(Dataset rows on where objects appear)
*****
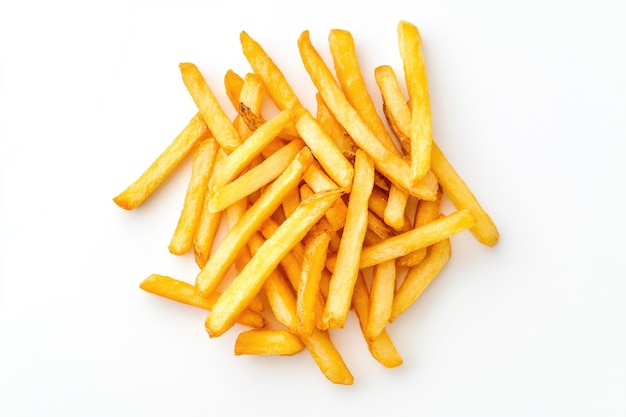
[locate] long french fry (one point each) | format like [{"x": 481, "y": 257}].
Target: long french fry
[
  {"x": 250, "y": 280},
  {"x": 170, "y": 158},
  {"x": 346, "y": 270},
  {"x": 218, "y": 264}
]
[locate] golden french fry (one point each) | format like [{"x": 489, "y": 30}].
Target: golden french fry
[
  {"x": 183, "y": 292},
  {"x": 347, "y": 267},
  {"x": 268, "y": 342},
  {"x": 170, "y": 158},
  {"x": 308, "y": 291},
  {"x": 212, "y": 112},
  {"x": 255, "y": 178},
  {"x": 420, "y": 134},
  {"x": 454, "y": 187},
  {"x": 218, "y": 264},
  {"x": 250, "y": 280},
  {"x": 389, "y": 163},
  {"x": 414, "y": 239},
  {"x": 324, "y": 149},
  {"x": 420, "y": 276},
  {"x": 203, "y": 161},
  {"x": 240, "y": 157}
]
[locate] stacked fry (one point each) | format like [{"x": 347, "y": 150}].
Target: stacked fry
[{"x": 326, "y": 213}]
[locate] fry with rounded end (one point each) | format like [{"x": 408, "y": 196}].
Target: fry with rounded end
[
  {"x": 268, "y": 342},
  {"x": 420, "y": 276},
  {"x": 420, "y": 134},
  {"x": 347, "y": 267},
  {"x": 203, "y": 161},
  {"x": 218, "y": 264},
  {"x": 250, "y": 280},
  {"x": 186, "y": 293},
  {"x": 170, "y": 158},
  {"x": 212, "y": 112}
]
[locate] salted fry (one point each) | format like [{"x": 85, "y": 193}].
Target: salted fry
[
  {"x": 420, "y": 133},
  {"x": 420, "y": 276},
  {"x": 250, "y": 280},
  {"x": 389, "y": 163},
  {"x": 421, "y": 237},
  {"x": 183, "y": 292},
  {"x": 347, "y": 267},
  {"x": 324, "y": 149},
  {"x": 170, "y": 158},
  {"x": 212, "y": 112},
  {"x": 268, "y": 342},
  {"x": 255, "y": 178},
  {"x": 203, "y": 161},
  {"x": 240, "y": 157}
]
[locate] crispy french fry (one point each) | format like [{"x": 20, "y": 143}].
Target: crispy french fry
[
  {"x": 421, "y": 237},
  {"x": 389, "y": 163},
  {"x": 218, "y": 264},
  {"x": 183, "y": 292},
  {"x": 212, "y": 112},
  {"x": 345, "y": 273},
  {"x": 203, "y": 161},
  {"x": 268, "y": 342},
  {"x": 420, "y": 276},
  {"x": 420, "y": 134},
  {"x": 248, "y": 283},
  {"x": 324, "y": 149},
  {"x": 255, "y": 178},
  {"x": 240, "y": 157},
  {"x": 308, "y": 291},
  {"x": 170, "y": 158},
  {"x": 454, "y": 187}
]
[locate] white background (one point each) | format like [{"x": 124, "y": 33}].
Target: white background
[{"x": 528, "y": 103}]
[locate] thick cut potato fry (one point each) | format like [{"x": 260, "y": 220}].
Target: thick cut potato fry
[
  {"x": 183, "y": 292},
  {"x": 248, "y": 283},
  {"x": 347, "y": 268},
  {"x": 240, "y": 157},
  {"x": 212, "y": 112},
  {"x": 389, "y": 163},
  {"x": 420, "y": 135},
  {"x": 275, "y": 83},
  {"x": 324, "y": 149},
  {"x": 421, "y": 237},
  {"x": 308, "y": 291},
  {"x": 255, "y": 178},
  {"x": 268, "y": 342},
  {"x": 170, "y": 158},
  {"x": 203, "y": 161},
  {"x": 218, "y": 264},
  {"x": 420, "y": 276}
]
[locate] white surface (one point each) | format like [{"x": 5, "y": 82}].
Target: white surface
[{"x": 528, "y": 103}]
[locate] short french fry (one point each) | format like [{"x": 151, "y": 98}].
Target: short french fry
[
  {"x": 170, "y": 158},
  {"x": 268, "y": 342},
  {"x": 240, "y": 157},
  {"x": 212, "y": 112},
  {"x": 324, "y": 149},
  {"x": 203, "y": 161},
  {"x": 346, "y": 270},
  {"x": 420, "y": 276},
  {"x": 421, "y": 237},
  {"x": 308, "y": 291},
  {"x": 218, "y": 264},
  {"x": 420, "y": 134},
  {"x": 183, "y": 292},
  {"x": 255, "y": 178},
  {"x": 250, "y": 280},
  {"x": 389, "y": 163}
]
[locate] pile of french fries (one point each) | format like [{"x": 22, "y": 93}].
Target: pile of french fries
[{"x": 326, "y": 213}]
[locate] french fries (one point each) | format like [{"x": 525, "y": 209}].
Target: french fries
[{"x": 320, "y": 216}]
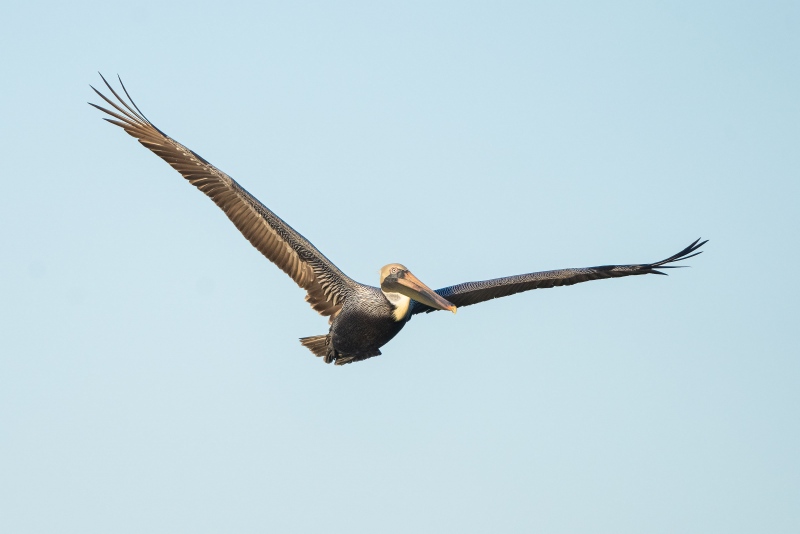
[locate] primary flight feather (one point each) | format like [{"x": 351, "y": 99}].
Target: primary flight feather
[{"x": 362, "y": 318}]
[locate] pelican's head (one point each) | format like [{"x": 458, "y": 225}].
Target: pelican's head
[{"x": 398, "y": 282}]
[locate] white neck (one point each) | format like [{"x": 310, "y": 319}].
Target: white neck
[{"x": 400, "y": 303}]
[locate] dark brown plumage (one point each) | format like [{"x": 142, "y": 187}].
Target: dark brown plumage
[{"x": 362, "y": 318}]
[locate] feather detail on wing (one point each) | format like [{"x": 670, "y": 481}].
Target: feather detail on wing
[
  {"x": 326, "y": 285},
  {"x": 475, "y": 292}
]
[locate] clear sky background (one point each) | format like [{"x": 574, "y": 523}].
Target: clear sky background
[{"x": 151, "y": 379}]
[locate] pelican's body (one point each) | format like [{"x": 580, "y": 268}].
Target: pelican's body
[{"x": 362, "y": 318}]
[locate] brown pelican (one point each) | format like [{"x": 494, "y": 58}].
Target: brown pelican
[{"x": 362, "y": 318}]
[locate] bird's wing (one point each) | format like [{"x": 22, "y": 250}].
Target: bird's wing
[
  {"x": 475, "y": 292},
  {"x": 326, "y": 285}
]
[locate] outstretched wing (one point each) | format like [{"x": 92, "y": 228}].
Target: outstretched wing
[
  {"x": 475, "y": 292},
  {"x": 326, "y": 285}
]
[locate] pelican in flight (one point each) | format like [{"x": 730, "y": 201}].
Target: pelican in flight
[{"x": 362, "y": 318}]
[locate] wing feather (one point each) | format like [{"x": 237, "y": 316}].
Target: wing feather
[
  {"x": 470, "y": 293},
  {"x": 326, "y": 286}
]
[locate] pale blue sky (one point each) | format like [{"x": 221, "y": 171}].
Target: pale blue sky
[{"x": 151, "y": 379}]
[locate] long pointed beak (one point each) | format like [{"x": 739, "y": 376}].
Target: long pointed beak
[{"x": 411, "y": 287}]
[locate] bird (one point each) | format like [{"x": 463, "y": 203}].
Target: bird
[{"x": 361, "y": 318}]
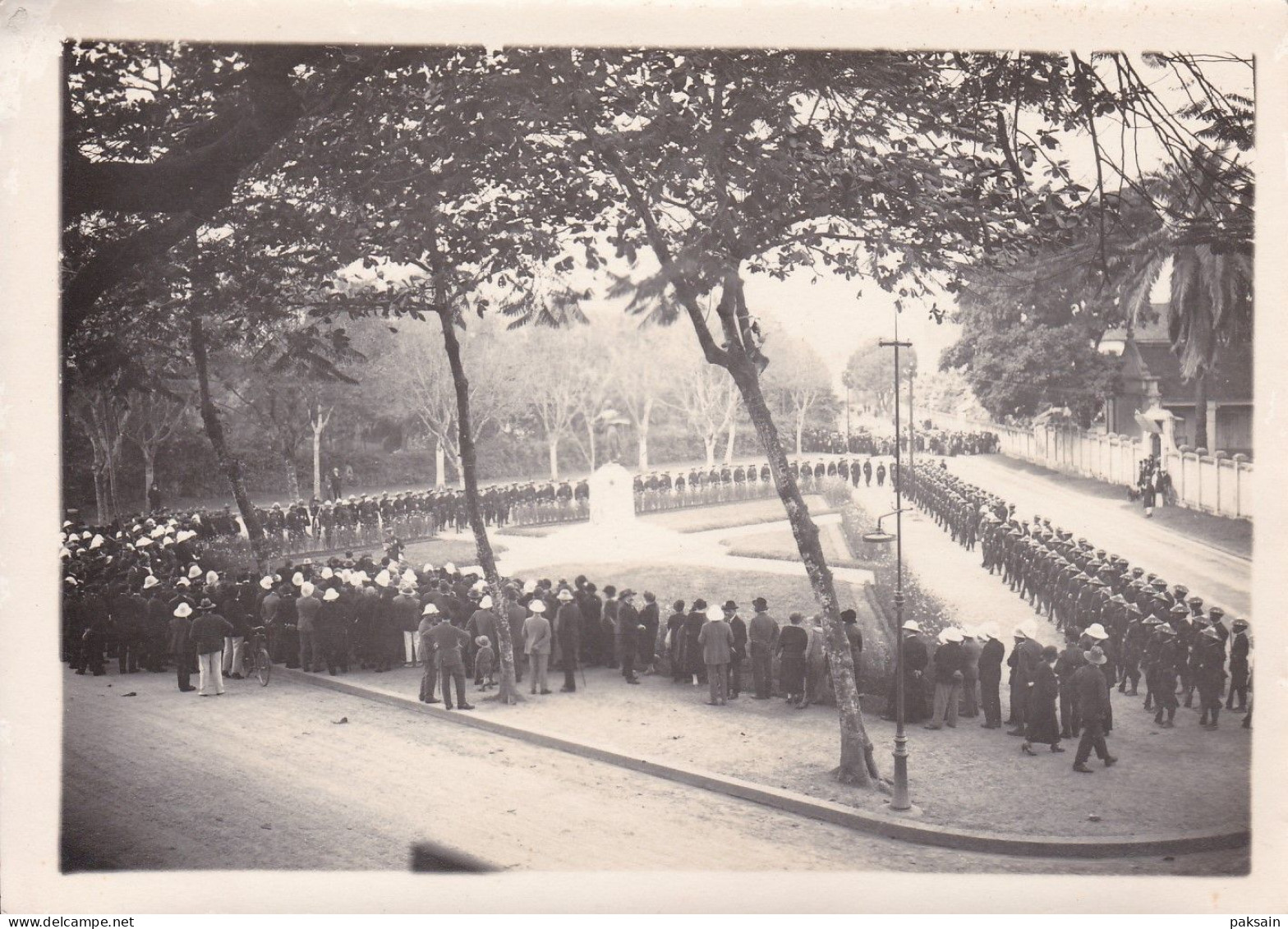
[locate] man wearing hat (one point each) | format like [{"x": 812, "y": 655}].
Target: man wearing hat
[
  {"x": 448, "y": 641},
  {"x": 737, "y": 647},
  {"x": 429, "y": 618},
  {"x": 1065, "y": 668},
  {"x": 208, "y": 632},
  {"x": 715, "y": 638},
  {"x": 1240, "y": 650},
  {"x": 1091, "y": 691},
  {"x": 181, "y": 646},
  {"x": 916, "y": 656},
  {"x": 950, "y": 661},
  {"x": 1024, "y": 660},
  {"x": 628, "y": 630},
  {"x": 1166, "y": 663},
  {"x": 306, "y": 609},
  {"x": 1211, "y": 677},
  {"x": 536, "y": 645},
  {"x": 761, "y": 639},
  {"x": 567, "y": 629},
  {"x": 991, "y": 679}
]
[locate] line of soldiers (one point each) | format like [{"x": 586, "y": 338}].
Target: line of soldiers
[
  {"x": 733, "y": 482},
  {"x": 729, "y": 482},
  {"x": 927, "y": 439},
  {"x": 365, "y": 519},
  {"x": 1147, "y": 628}
]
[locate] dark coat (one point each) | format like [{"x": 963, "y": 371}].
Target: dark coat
[
  {"x": 950, "y": 661},
  {"x": 1042, "y": 723},
  {"x": 1091, "y": 691},
  {"x": 991, "y": 661}
]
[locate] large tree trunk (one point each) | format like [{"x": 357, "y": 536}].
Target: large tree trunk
[
  {"x": 509, "y": 692},
  {"x": 317, "y": 460},
  {"x": 104, "y": 514},
  {"x": 292, "y": 476},
  {"x": 113, "y": 453},
  {"x": 229, "y": 466},
  {"x": 857, "y": 761},
  {"x": 149, "y": 475},
  {"x": 643, "y": 433},
  {"x": 1201, "y": 412}
]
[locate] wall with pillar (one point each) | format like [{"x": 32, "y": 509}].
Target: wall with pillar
[{"x": 1212, "y": 484}]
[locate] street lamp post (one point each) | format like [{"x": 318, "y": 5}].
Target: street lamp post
[
  {"x": 846, "y": 380},
  {"x": 899, "y": 800}
]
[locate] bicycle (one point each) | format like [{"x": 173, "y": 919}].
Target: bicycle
[{"x": 262, "y": 665}]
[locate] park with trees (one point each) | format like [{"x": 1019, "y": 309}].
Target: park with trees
[{"x": 485, "y": 254}]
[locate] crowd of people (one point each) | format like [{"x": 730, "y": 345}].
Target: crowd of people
[
  {"x": 1153, "y": 486},
  {"x": 156, "y": 609},
  {"x": 927, "y": 437},
  {"x": 140, "y": 596},
  {"x": 1127, "y": 623}
]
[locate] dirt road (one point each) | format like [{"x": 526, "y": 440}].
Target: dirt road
[
  {"x": 265, "y": 779},
  {"x": 1219, "y": 577}
]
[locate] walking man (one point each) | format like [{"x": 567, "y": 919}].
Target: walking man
[
  {"x": 1092, "y": 695},
  {"x": 536, "y": 645},
  {"x": 716, "y": 642},
  {"x": 179, "y": 645},
  {"x": 208, "y": 634}
]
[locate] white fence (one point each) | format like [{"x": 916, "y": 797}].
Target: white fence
[{"x": 1216, "y": 485}]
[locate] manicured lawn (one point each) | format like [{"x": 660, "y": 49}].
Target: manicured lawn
[
  {"x": 780, "y": 543},
  {"x": 676, "y": 582},
  {"x": 1222, "y": 532},
  {"x": 439, "y": 552},
  {"x": 725, "y": 516}
]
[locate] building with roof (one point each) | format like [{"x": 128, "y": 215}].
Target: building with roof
[{"x": 1151, "y": 376}]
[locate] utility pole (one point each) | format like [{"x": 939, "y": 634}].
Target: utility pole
[
  {"x": 899, "y": 798},
  {"x": 846, "y": 380},
  {"x": 912, "y": 428}
]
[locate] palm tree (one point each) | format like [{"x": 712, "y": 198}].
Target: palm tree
[{"x": 1203, "y": 228}]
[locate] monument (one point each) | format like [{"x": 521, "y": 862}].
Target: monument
[
  {"x": 614, "y": 534},
  {"x": 612, "y": 496}
]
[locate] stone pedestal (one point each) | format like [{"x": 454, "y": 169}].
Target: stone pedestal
[{"x": 612, "y": 498}]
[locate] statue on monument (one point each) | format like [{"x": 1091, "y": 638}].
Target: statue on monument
[{"x": 614, "y": 424}]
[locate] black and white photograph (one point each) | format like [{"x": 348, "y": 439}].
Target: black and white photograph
[{"x": 737, "y": 453}]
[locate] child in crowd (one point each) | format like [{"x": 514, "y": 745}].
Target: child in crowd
[{"x": 485, "y": 663}]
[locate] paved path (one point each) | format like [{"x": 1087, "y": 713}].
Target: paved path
[
  {"x": 692, "y": 550},
  {"x": 265, "y": 779},
  {"x": 945, "y": 568},
  {"x": 1219, "y": 577}
]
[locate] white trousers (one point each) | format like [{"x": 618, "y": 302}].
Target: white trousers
[
  {"x": 411, "y": 647},
  {"x": 210, "y": 665},
  {"x": 235, "y": 655}
]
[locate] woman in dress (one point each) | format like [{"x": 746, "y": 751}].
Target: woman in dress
[
  {"x": 791, "y": 647},
  {"x": 694, "y": 665},
  {"x": 1043, "y": 724},
  {"x": 675, "y": 641}
]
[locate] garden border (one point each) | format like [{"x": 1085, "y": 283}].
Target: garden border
[{"x": 789, "y": 802}]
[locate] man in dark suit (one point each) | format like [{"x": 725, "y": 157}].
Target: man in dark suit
[
  {"x": 1091, "y": 692},
  {"x": 568, "y": 632},
  {"x": 628, "y": 632},
  {"x": 1024, "y": 663},
  {"x": 991, "y": 681}
]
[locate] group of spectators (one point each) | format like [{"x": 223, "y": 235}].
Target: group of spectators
[
  {"x": 154, "y": 607},
  {"x": 1135, "y": 623},
  {"x": 927, "y": 437}
]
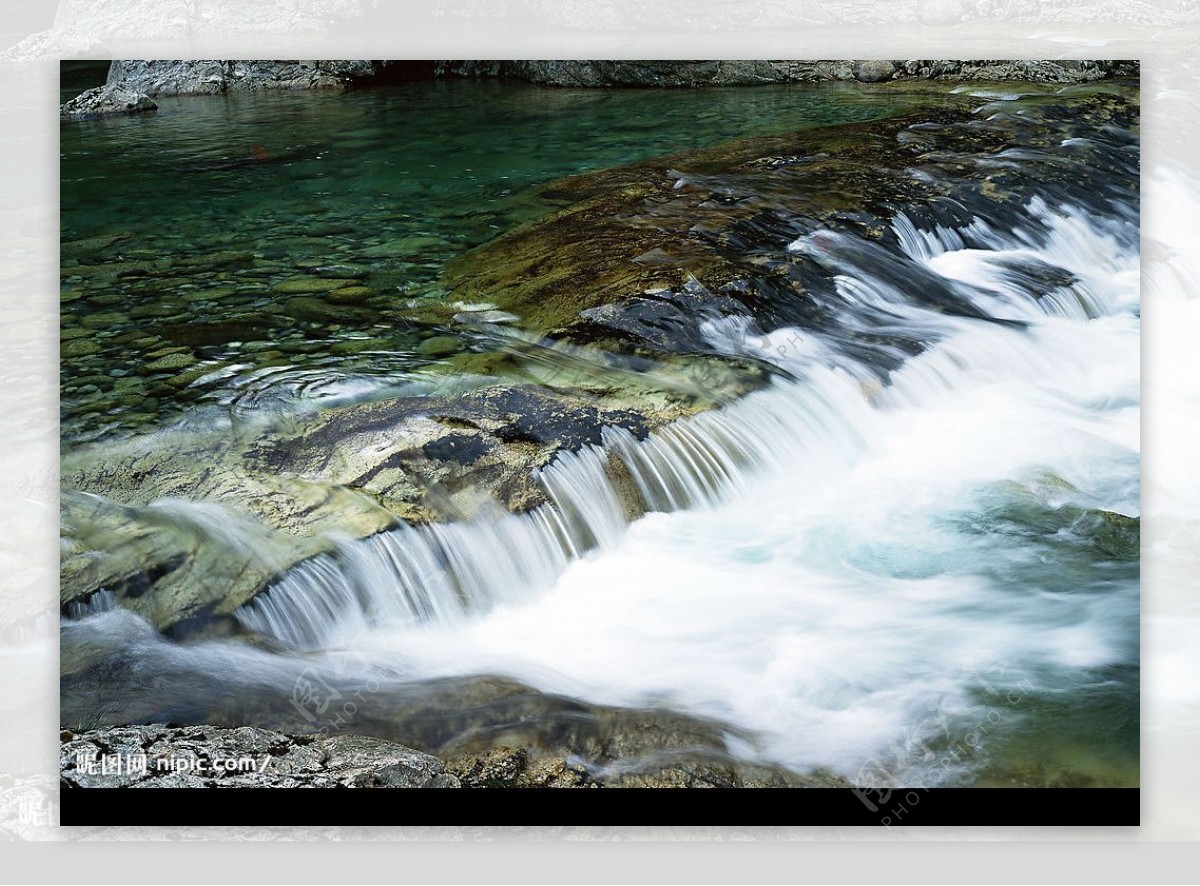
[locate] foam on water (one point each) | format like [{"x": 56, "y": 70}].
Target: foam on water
[{"x": 832, "y": 563}]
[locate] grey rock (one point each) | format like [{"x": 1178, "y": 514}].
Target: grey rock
[
  {"x": 245, "y": 756},
  {"x": 112, "y": 100},
  {"x": 874, "y": 71},
  {"x": 741, "y": 73},
  {"x": 217, "y": 76}
]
*****
**TASK GOAL**
Only the lines from the one holding "[locate] monument (one" through the last line of the records should be output, please, exactly and without any pictures.

**THE SOLUTION**
[locate] monument (one point each) | format like [{"x": 521, "y": 862}].
Target: monument
[
  {"x": 614, "y": 534},
  {"x": 612, "y": 496}
]
[locate] stone pedestal (one point each) | format like [{"x": 454, "y": 169}].
Target: stone pedestal
[{"x": 612, "y": 498}]
[locate] statue on monument (one point each) | format like [{"x": 1091, "y": 638}].
Target: statue on monument
[{"x": 614, "y": 424}]
[locate] black and white photograph (one point each) | format like [{"x": 348, "y": 439}].
Target: black and white photograph
[{"x": 737, "y": 453}]
[locate] child in crowd (one point each) | format like [{"x": 514, "y": 745}].
Target: child in crowd
[{"x": 485, "y": 663}]
[locate] paved path (one point each) | format like [{"x": 1087, "y": 713}].
Target: paved path
[
  {"x": 692, "y": 550},
  {"x": 265, "y": 779},
  {"x": 945, "y": 568},
  {"x": 1219, "y": 577}
]
[locate] white trousers (one point each) | format like [{"x": 618, "y": 302}].
Target: white trousers
[
  {"x": 411, "y": 647},
  {"x": 210, "y": 665},
  {"x": 235, "y": 655}
]
[locate] woman in dress (one point each) | format like [{"x": 746, "y": 751}].
Target: woman in dress
[
  {"x": 791, "y": 647},
  {"x": 694, "y": 665},
  {"x": 1043, "y": 724},
  {"x": 675, "y": 641}
]
[locate] garden border (one point each) | format like [{"x": 1085, "y": 283}].
Target: garden border
[{"x": 789, "y": 802}]
[locate] man in dark suit (one point each) | format like [{"x": 725, "y": 157}].
Target: man in dark suit
[
  {"x": 1091, "y": 692},
  {"x": 568, "y": 632},
  {"x": 628, "y": 632},
  {"x": 1024, "y": 663},
  {"x": 991, "y": 681}
]
[locate] group of spectators (one point each) | format like [{"x": 223, "y": 235}].
Target: group of spectators
[
  {"x": 154, "y": 607},
  {"x": 1135, "y": 623},
  {"x": 927, "y": 437}
]
[locate] foam on water (one point each) | format like [{"x": 56, "y": 70}].
Target: foam on water
[{"x": 832, "y": 563}]
[locate] grey rock (one point each) | format like [{"x": 1178, "y": 514}].
Target: grey rock
[
  {"x": 245, "y": 756},
  {"x": 112, "y": 100},
  {"x": 874, "y": 71},
  {"x": 741, "y": 73},
  {"x": 217, "y": 76}
]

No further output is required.